* _ЗАДАНИЯ К ВЫПОЛНЕНИЮ_:
(a) Какую метафору спасения текст о спасении называет самой древней?
(b) Пожалуйста, воспроизведите дословно отрывок текста о спасении от слов «Рай это космос, грех» до слов «пользование. Весь космос.» включительно.
(c) Продолжите текст о спасении, начав сразу после его последнего предложения.

* _ВЫБРАННЫЙ ТЕКСТ_:
«Иисус же сказал им: не бывает пророк без чести, разве только в отечестве своем и у сродников и в доме своем» (Мк. 6, 4).
Рай это космос, грех — попытка построить в бесконечности домик себе и своим. Выгородить в жизни вечной жизнь временную. Создать в неразрушимом времяночку.
Спасение лечит подобное подобным. Просто вернуть человека, каким он стал в своей погоне за автономией, в бесконечность означало бы свести человека с ума. Бог не изгнал человека из рая, Бог спас человека от сумасшествия в раю, предоставив нам космос во временное пользование. Весь космос.
Мы живём не в каком-то особом мире, мы живём в особом измерении рая, и это измерение создано специально для такого случая. Мир хорош не тем, что нас в нём восхищает — ах, как удобно жить. Во-первых, далеко не так уж удобно, во-вторых, когда неудобно — тоже слава Богу. Мир хорош просто фактом своего существования. Лежит песчинка — и она прекрасна своим цветом, своей формой, своей плотностью. Она может попасть нам в ботинок, но это уже наша проблема, а песчинка прекрасна, как и Млечный Путь, как и любая невидимая нашему глазу частица бытия.
Бог спасает человека, создавая внутри нашего ада — потому что с точки зрения Бога, это ад — создавая внутри этого ада дом, в котором можно жить как в раю. Нечто вроде заповедника. Пункт передержки.
Дом — не первая метафора спасения. Самая древняя, видимо — еда, потому что еда и питьё это потребность базовая, ещё животная (отсюда Иисус и «Тело Мое»). Следующая — путь, дорога. Человек стронулся с места и пошёл… Дом — метафора третьего уровня. Завтрак съеден, путь пройден, цель достигнута — дом, в котором тепло, уютно, светло, безопасно… Китаец при слове «дом» нарисует одно, канадец другое, масаи третье, но общее одно — дом не возникает сам по себе. Пещера — не дом, хотя в пещере можно создать очень уютный дом. Но именно что создать. Пожалуй, «дом спасения» это дом именно в пещере — учитывая, что и в Библии, и у Платона мир сравнивается именно с тёмной пещерой.
Со времён Авраама спасение — это дом, но дом в представлении бедуина, каковым Авраам и был («бедуин» не национальность, а род занятий). Это дом с прилегающей к нему землёй, необходимой для существования. Дом может быть очень лёгким, даже переносным, главное пастбище.
Однако, в большинстве текстов Библии спасение — это дом в более привычном для нас смысле. Да, это пространство — земля, но это уже не пастбища, это крестьянская, оседлая земля, её первый признак — молоко и мёд. Для сравнения: в декларации Бальфура, которой 1918 году британский чиновник британскому же гражданину изъявил согласие выделить евреям в Палестине место для поселения (это была делёжка шкуры неубитого медведя, Турецкой империи; впрочем, медведь был уже почти убит, британские войска завоевали Иерусалим через месяц) — в этой декларации не было «государство Израиль», было написано «национальный дом». Любопытно, что во французском (и из французского в русском) переводе это передали как «национальный очаг», «fоуег national». Дом там, где костёр.

Записи набора данных для указания

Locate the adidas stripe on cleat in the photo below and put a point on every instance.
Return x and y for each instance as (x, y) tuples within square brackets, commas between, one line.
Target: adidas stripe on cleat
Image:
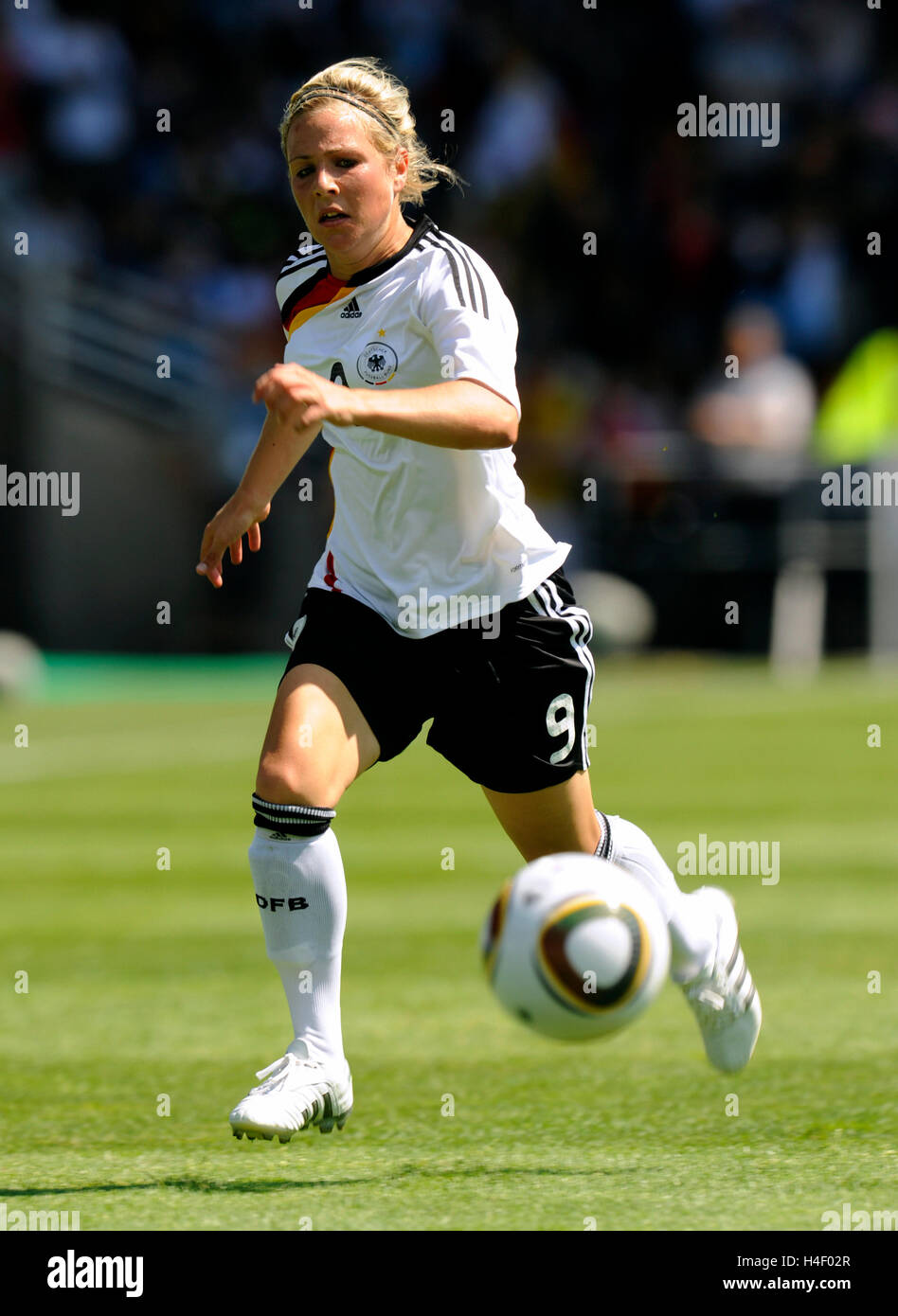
[(296, 1094), (723, 996)]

* _ОТВЕТЫ_:
(a) Самой древней метафорой спасения названа еда.

(b)
Рай это космос, грех — попытка построить в бесконечности домик себе и своим. Выгородить в жизни вечной жизнь временную. Создать в неразрушимом времяночку.
Спасение лечит подобное подобным. Просто вернуть человека, каким он стал в своей погоне за автономией, в бесконечность означало бы свести человека с ума. Бог не изгнал человека из рая, Бог спас человека от сумасшествия в раю, предоставив нам космос во временное пользование. Весь космос.

(c)
Молоко с мёдом или камин с весело греющим огнём, — не повсеместные признаки дома. А вот как со свободой? Для британца — да, «мой дом — моя крепость». Тут еврей соглашается. Конечно, в современном мире такое редкость — большинство домов многоквартирные. С другой стороны, для метафоры спасения многоквартирный дом подходит лучше. Земля Обетованная — дом для двенадцати племён Израилевых, а в каждом племени тысячи семей. Но единица счастья — именно Дом Спасения, страна Израиля. Не случайно в Израиле так много названий, начинающихся с «бет» — «дом». Кстати, и буква «бет» похожа на план дома, это и в кириллической азбуке сохранилось: комната и крылечко.
Евреи всегда считали свободу принципиальным качеством своего национального дома. Конечно, даже в лучшие, легендарно великие годы Давида и Соломона это была свобода от внешнего угнетения, а внутри этого величия было очень мало свободы, как и в любом патриархальном, аграрном обществе. Достаточно того, что большинство населения — женщины — были в фактическом домашнем рабстве у мужчин. Но Библию писали в основном мужчины, их больше интересовало убить Голиафа чем поговорить с женой.
Впрочем, и национальная независимость была скорее исключением в истории Израиля — куда более редким явлением, чем в истории итальянцев или русских. Израиль последовательно входил в состав нескольких империй, из которых Турецкая была самой приличной. Заметим, что главным признаком свободы считалось наличие своего, родного царя. Династию Ирода недолюбливали за её нееврейское происхождение, но всё-таки Ирод старался быть евреем.
Казалось бы, какая разница, кто по паспорту хозяин дома, где ты арендуешь квартиру? В современном Нью-Йорке разницы никакой, а в древнем мире большая разница. Если ты не свой по крови, другого рода, могут и выгнать, и избить, и кровь пустить. Благополучие твоё висит на ниточке. Надо это крепко почувствовать, чтобы понять тягу к дому вполне «своему», чтобы все, живущие в этом доме были тебе родня. Любое государство — исполинская коммуналка, так сделаем коммуналку хотя бы из «своих»!
Два огромных комплекса библейских книг и описывают жизнь Израиля в родном доме: псалмы и пророки. Описание изнутри. Даже не описание, а репортаж с петлёй на шее. Дело в том, что и лучшее из государств это всего лишь государство. «Национальный дом» это коммуналка, где все соседи — из одной семьи. Каин, Авель… Что уж говорить о седьмой воде на киселе?
Псалмы переполнены отчаянием — и отчаяние это прежде всего против своих. Псалмы, написанные во время депортации в Вавилон, очень немногочисленны. Более того, самый яркий псалом отчаяния — это покаянная песнь Давида, которого вообще никто не обидел, который сам обидел. Это, если угодно, псалом Каина, гимн Иуды. Раскаявшихся, конечно.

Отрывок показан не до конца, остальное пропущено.